◆ **Exercise instructions**
Return the passage of the Auto Loader page, word for word, starting with "This feature is" and going on through "schema here */)".

◆ **Page text**
##########

Load files from S3 using Auto Loader

Preview

This feature is in Public Preview.

Auto Loader incrementally and efficiently processes new data files as they arrive in S3 without any additional setup. Auto Loader provides a new Structured Streaming source called cloudFiles. Given an input directory path on the cloud file storage, the cloudFiles source automatically sets up file notification services that subscribe to file events from the input directory and processes new files as they arrive, with the option of also processing existing files in that directory. You can use it in the same way as other streaming sources:

val df = spark.readStream.format("cloudFiles")
  .option("cloudFiles.format", "json")
  .schema(/* your schema here */)
  .load("/input/path")

df.writeStream
  .format("delta")
  .option("checkpointLocation", "/checkpoint/path")
  .start("/out/path")

The benefits of Auto Loader are that it:

  • Incrementally processes new files as they arrive in S3 by leveraging AWS SNS and SQS services, instead of having to list the directory. This approach is efficient and economical, especially when the input directory contains a huge number of files.

##########

◆ **Extracted data**
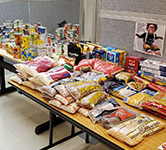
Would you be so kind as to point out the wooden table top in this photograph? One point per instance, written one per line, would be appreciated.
(9, 56)
(149, 143)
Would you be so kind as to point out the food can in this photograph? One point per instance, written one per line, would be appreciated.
(49, 51)
(48, 39)
(31, 53)
(7, 47)
(39, 23)
(41, 52)
(1, 29)
(68, 26)
(59, 49)
(41, 40)
(4, 41)
(33, 39)
(68, 67)
(0, 40)
(17, 52)
(59, 35)
(24, 56)
(18, 38)
(70, 36)
(11, 34)
(31, 29)
(11, 48)
(25, 40)
(76, 27)
(42, 30)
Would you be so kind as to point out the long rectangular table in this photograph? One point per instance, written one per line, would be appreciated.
(6, 65)
(85, 124)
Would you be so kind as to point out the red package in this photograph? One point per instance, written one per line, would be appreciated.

##########

◆ **Completed exercise**
This feature is in Public Preview.

Auto Loader incrementally and efficiently processes new data files as they arrive in S3 without any additional setup. Auto Loader provides a new Structured Streaming source called cloudFiles. Given an input directory path on the cloud file storage, the cloudFiles source automatically sets up file notification services that subscribe to file events from the input directory and processes new files as they arrive, with the option of also processing existing files in that directory. You can use it in the same way as other streaming sources:

val df = spark.readStream.format("cloudFiles")
  .option("cloudFiles.format", "json")
  .schema(/* your schema here */)